▶ _Problem description_: From the listing below, pull out each line that contains the word "hatchback", matching case exactly.

▶ _Data entries_:

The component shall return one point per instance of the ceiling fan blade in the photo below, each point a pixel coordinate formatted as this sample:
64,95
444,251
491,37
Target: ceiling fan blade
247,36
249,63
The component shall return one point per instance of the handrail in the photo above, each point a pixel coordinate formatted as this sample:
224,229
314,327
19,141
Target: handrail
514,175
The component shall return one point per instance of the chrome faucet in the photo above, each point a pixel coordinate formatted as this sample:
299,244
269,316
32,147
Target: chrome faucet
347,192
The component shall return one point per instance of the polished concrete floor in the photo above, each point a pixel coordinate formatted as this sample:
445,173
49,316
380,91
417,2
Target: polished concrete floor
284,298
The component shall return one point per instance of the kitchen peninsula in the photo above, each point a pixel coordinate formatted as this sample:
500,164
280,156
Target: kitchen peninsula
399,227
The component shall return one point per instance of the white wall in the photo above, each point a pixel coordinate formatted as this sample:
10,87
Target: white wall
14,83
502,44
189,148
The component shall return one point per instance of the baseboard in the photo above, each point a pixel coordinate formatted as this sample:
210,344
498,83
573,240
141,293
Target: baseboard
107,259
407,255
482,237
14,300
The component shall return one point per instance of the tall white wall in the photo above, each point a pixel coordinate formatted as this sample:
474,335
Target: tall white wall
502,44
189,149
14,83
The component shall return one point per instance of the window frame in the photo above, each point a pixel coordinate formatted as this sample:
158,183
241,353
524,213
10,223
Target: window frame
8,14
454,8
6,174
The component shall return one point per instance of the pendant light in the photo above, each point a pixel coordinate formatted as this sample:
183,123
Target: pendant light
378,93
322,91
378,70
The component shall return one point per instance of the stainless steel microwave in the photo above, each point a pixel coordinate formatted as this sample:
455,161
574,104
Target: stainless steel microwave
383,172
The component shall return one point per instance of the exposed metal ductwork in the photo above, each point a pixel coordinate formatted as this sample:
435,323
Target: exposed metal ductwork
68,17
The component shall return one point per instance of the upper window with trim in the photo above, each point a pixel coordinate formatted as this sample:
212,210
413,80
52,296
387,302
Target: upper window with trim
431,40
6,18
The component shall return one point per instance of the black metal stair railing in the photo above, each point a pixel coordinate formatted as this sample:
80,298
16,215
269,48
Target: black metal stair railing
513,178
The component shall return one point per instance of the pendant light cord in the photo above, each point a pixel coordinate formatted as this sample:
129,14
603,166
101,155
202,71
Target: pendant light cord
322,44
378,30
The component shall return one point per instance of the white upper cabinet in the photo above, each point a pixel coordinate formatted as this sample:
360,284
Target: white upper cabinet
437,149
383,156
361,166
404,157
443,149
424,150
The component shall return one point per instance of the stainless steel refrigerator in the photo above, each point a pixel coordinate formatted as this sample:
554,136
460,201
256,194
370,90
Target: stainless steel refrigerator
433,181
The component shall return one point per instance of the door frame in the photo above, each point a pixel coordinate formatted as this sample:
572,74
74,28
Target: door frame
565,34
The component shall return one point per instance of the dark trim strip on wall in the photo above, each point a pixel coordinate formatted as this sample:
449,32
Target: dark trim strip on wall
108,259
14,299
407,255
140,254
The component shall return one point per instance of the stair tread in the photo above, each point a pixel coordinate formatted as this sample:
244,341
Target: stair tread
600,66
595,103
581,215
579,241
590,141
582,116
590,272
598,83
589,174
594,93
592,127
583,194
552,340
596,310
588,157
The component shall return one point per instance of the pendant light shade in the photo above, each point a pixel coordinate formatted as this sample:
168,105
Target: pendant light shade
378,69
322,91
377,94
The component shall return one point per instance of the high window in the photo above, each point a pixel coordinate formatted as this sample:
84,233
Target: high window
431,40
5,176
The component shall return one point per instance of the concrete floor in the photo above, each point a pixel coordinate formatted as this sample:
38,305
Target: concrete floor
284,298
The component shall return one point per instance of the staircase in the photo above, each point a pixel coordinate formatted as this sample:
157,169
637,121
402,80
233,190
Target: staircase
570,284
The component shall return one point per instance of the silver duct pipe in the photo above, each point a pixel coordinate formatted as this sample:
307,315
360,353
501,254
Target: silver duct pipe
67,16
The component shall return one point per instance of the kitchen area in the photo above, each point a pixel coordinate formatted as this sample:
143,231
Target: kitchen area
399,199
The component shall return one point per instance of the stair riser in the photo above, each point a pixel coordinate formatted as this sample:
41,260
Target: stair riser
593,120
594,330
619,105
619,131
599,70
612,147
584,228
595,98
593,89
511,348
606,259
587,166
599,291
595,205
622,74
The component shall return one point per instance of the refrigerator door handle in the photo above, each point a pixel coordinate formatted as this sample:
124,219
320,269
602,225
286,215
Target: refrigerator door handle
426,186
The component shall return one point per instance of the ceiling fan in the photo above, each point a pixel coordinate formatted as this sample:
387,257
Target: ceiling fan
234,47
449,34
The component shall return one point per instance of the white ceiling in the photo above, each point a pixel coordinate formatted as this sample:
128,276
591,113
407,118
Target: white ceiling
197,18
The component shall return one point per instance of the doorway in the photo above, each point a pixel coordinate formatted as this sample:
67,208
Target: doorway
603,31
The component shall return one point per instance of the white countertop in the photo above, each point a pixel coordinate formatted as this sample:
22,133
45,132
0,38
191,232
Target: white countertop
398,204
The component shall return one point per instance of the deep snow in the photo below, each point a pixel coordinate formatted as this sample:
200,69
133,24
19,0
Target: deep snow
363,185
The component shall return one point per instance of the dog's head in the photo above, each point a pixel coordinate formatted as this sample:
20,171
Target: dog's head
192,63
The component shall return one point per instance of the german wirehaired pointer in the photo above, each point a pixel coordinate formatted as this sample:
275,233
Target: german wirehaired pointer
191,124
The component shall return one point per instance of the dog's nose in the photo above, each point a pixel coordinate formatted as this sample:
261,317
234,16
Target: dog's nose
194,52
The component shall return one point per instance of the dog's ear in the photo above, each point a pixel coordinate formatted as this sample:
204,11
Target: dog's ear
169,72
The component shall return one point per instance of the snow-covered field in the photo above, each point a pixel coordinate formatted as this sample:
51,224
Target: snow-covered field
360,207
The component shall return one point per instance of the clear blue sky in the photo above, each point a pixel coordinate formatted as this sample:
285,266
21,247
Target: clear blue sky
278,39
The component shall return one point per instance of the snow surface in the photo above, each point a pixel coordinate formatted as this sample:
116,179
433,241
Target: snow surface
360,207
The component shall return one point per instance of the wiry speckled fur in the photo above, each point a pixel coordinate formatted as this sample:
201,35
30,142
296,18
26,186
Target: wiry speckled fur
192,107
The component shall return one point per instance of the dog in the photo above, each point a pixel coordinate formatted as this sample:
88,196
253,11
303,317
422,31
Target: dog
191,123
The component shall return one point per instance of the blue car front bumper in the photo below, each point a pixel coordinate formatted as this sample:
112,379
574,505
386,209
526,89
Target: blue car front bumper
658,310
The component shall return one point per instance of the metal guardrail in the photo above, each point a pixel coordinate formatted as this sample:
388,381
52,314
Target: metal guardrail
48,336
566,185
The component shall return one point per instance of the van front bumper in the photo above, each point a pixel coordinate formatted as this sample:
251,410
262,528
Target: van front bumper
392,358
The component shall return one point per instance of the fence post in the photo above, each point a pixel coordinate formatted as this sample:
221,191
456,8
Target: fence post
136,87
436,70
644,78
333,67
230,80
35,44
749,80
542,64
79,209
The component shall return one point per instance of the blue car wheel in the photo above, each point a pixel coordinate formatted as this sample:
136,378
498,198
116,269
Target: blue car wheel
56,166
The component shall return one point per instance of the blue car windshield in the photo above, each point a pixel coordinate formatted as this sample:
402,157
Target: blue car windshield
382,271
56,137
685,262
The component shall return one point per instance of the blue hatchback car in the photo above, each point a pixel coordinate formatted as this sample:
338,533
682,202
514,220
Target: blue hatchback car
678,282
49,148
--
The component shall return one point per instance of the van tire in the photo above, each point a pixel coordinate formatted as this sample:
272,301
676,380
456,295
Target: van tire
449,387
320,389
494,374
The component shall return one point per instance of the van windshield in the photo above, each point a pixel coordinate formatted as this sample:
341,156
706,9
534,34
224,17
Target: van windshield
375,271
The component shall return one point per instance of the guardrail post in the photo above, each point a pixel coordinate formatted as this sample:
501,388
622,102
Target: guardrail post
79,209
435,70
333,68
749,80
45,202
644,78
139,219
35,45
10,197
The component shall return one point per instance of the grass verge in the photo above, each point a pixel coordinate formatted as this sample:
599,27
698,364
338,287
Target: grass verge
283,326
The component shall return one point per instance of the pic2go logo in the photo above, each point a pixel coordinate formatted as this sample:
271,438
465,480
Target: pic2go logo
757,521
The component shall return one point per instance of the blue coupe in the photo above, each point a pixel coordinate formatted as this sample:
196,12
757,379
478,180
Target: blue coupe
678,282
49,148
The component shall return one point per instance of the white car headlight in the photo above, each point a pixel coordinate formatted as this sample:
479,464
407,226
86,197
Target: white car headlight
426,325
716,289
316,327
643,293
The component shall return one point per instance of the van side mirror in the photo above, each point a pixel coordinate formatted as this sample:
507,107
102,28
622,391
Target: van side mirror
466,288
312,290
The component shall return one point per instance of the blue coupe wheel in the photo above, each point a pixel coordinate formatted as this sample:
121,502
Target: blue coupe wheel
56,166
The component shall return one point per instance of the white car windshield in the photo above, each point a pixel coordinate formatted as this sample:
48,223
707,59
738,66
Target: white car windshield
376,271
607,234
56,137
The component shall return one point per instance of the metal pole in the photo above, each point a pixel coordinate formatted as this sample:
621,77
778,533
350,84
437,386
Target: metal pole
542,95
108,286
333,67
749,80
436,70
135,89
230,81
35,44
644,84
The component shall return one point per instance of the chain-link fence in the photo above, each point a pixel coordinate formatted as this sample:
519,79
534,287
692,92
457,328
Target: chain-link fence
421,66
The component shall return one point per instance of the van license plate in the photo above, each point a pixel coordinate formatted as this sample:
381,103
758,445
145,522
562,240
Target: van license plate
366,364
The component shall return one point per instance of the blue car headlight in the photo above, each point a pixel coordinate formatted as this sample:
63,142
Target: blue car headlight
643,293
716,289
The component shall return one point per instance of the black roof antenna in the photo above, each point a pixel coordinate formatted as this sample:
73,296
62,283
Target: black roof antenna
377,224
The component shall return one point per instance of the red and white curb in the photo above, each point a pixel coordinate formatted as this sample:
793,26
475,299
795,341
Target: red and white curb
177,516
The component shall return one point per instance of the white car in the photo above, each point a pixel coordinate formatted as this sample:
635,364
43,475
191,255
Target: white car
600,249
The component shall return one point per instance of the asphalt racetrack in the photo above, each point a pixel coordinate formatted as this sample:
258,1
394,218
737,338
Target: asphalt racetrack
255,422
==
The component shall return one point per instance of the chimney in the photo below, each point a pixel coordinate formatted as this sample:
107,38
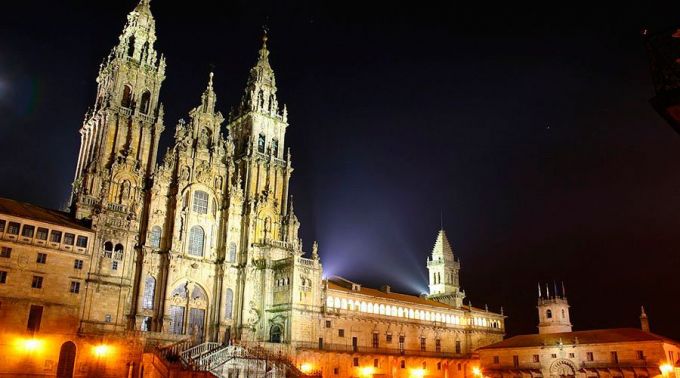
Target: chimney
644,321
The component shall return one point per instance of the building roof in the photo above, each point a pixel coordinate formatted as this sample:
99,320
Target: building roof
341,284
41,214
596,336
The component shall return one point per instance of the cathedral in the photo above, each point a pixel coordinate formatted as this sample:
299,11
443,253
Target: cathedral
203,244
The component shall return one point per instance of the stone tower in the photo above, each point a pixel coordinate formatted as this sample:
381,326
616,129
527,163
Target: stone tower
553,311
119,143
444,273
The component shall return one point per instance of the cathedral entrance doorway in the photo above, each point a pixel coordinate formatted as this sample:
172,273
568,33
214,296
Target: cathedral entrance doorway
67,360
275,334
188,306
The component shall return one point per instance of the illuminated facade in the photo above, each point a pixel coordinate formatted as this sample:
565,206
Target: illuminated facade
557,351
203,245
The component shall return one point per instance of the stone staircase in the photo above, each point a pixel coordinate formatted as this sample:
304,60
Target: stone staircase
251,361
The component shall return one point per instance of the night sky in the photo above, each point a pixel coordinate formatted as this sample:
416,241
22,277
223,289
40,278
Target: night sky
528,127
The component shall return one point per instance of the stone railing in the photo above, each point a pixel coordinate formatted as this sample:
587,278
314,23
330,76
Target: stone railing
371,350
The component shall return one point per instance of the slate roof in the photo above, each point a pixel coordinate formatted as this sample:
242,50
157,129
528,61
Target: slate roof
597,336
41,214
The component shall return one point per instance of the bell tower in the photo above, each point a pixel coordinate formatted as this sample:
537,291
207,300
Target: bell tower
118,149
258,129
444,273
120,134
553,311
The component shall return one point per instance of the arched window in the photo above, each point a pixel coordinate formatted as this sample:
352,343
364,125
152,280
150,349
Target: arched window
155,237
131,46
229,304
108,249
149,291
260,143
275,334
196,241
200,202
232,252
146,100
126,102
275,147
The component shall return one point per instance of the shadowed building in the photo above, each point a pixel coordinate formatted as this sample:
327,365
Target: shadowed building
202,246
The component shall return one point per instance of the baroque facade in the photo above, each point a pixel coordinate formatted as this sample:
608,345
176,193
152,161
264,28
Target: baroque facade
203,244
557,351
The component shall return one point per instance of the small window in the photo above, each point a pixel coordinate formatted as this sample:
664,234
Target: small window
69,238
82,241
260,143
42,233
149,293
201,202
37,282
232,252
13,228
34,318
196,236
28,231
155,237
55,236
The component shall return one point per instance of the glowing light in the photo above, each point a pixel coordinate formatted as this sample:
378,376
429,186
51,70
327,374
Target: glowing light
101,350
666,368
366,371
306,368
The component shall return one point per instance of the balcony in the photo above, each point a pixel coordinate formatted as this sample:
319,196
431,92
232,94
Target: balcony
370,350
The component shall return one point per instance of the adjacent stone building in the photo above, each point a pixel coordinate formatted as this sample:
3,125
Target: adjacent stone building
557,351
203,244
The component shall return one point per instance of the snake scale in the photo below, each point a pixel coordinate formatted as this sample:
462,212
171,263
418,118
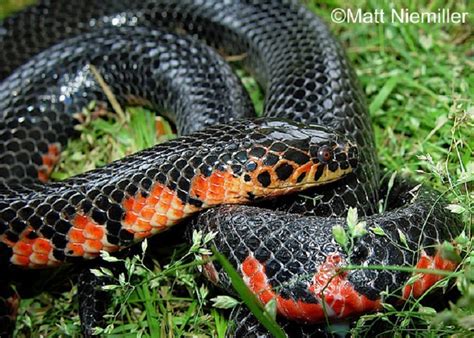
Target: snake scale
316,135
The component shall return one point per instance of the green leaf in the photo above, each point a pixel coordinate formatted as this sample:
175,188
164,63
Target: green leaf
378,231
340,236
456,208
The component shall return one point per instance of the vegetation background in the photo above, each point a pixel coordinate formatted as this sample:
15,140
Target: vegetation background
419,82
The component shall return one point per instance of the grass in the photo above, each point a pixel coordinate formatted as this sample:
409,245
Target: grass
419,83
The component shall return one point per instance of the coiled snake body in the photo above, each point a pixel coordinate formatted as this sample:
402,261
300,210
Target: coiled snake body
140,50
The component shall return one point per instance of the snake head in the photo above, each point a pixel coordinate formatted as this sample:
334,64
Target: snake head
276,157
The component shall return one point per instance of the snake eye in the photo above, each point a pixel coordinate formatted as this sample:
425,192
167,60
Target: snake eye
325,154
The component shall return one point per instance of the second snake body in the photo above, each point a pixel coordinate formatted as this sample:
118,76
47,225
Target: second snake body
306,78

▶ _Exercise answer_:
The component shall return one point per instance of the blue hatchback car in the photo above, each point a pixel coordinate formatted as this sample:
Target: blue hatchback car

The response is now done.